Rewrite the listing from the line containing "# mark the region of every instance of the metal" through the end of the listing, swapping "metal buckle" for "metal clasp" and leaving everything else unchanged.

◇ ◇ ◇ ◇ ◇

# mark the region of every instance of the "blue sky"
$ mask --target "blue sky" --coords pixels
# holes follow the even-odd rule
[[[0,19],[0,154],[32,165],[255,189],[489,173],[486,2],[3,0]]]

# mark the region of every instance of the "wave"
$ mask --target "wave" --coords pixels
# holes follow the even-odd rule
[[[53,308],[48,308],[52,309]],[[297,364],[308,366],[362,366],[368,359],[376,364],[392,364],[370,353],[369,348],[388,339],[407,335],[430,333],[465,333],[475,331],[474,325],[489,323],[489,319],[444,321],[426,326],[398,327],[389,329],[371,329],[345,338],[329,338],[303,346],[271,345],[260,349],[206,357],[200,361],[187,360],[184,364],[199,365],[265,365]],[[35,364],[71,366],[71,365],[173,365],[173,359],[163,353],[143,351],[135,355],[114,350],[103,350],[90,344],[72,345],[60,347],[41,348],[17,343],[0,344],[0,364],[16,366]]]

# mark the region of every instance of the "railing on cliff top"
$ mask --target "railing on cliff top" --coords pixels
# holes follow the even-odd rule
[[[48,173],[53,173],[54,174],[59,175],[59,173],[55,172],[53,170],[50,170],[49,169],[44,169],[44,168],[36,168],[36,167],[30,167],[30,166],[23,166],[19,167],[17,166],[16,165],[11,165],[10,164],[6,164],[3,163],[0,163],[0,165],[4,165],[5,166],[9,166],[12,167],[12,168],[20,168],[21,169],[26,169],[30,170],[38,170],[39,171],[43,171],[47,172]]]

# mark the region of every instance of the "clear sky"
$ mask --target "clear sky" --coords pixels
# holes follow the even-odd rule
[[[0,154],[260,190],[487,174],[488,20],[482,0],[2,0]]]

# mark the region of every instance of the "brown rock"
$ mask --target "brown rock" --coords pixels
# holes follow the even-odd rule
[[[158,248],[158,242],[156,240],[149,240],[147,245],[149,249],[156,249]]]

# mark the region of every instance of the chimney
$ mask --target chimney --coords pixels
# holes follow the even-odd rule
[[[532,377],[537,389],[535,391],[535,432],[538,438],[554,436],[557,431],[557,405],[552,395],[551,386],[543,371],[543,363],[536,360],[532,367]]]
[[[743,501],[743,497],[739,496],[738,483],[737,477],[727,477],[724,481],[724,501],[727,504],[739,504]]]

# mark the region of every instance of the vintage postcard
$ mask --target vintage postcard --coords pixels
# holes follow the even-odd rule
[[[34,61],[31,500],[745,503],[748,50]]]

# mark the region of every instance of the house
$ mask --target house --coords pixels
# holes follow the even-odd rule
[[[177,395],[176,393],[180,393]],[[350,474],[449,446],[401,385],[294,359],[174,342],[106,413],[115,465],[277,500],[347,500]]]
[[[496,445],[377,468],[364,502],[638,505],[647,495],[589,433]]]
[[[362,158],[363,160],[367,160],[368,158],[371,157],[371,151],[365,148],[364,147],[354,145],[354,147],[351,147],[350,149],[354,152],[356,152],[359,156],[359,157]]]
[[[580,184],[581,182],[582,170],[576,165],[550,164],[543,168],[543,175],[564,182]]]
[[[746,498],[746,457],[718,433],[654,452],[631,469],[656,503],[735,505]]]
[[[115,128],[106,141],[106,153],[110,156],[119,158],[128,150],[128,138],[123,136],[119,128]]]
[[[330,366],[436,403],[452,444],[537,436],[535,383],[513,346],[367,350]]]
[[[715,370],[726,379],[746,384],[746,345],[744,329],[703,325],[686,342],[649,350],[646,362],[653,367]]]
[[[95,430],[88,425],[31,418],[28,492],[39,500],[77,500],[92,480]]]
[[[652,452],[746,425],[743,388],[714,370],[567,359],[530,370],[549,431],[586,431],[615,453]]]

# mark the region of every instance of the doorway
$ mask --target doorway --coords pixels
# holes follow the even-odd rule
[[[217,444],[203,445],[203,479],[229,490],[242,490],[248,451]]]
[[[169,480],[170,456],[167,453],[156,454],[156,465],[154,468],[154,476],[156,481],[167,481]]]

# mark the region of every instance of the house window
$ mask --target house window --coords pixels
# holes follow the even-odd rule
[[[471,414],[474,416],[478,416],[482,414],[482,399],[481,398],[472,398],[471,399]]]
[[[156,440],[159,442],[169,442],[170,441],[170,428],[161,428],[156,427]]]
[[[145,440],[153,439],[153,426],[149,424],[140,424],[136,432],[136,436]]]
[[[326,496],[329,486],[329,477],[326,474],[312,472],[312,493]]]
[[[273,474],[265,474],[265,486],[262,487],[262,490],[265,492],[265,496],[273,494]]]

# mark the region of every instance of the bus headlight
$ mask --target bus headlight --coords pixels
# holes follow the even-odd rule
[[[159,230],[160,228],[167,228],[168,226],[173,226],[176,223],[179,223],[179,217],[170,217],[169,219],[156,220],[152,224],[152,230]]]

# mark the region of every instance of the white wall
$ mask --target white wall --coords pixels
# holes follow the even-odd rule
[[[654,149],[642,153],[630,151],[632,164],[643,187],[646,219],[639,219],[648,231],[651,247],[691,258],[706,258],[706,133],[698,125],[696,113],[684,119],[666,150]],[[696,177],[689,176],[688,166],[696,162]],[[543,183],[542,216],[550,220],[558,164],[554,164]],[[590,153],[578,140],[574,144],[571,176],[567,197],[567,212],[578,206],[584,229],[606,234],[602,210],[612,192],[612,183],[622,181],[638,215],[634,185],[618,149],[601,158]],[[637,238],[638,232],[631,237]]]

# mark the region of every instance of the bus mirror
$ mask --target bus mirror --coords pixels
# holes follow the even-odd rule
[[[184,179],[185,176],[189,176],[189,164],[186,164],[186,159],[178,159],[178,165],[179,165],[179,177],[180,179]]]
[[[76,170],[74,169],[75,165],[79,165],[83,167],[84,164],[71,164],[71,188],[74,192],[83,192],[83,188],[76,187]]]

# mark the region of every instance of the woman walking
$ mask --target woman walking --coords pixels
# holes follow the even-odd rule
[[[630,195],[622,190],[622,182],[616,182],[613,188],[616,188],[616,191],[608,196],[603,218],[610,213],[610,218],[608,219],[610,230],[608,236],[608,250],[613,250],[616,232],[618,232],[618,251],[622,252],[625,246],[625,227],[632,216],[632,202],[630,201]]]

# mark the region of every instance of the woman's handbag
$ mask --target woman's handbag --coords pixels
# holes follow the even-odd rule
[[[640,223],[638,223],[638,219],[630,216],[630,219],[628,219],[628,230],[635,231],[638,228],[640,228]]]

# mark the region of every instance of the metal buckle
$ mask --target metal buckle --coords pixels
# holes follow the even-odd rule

◇ ◇ ◇ ◇ ◇

* _Task answer_
# mark the region of every instance of the metal clasp
$ mask --target metal clasp --coords pixels
# holes follow the even-odd rule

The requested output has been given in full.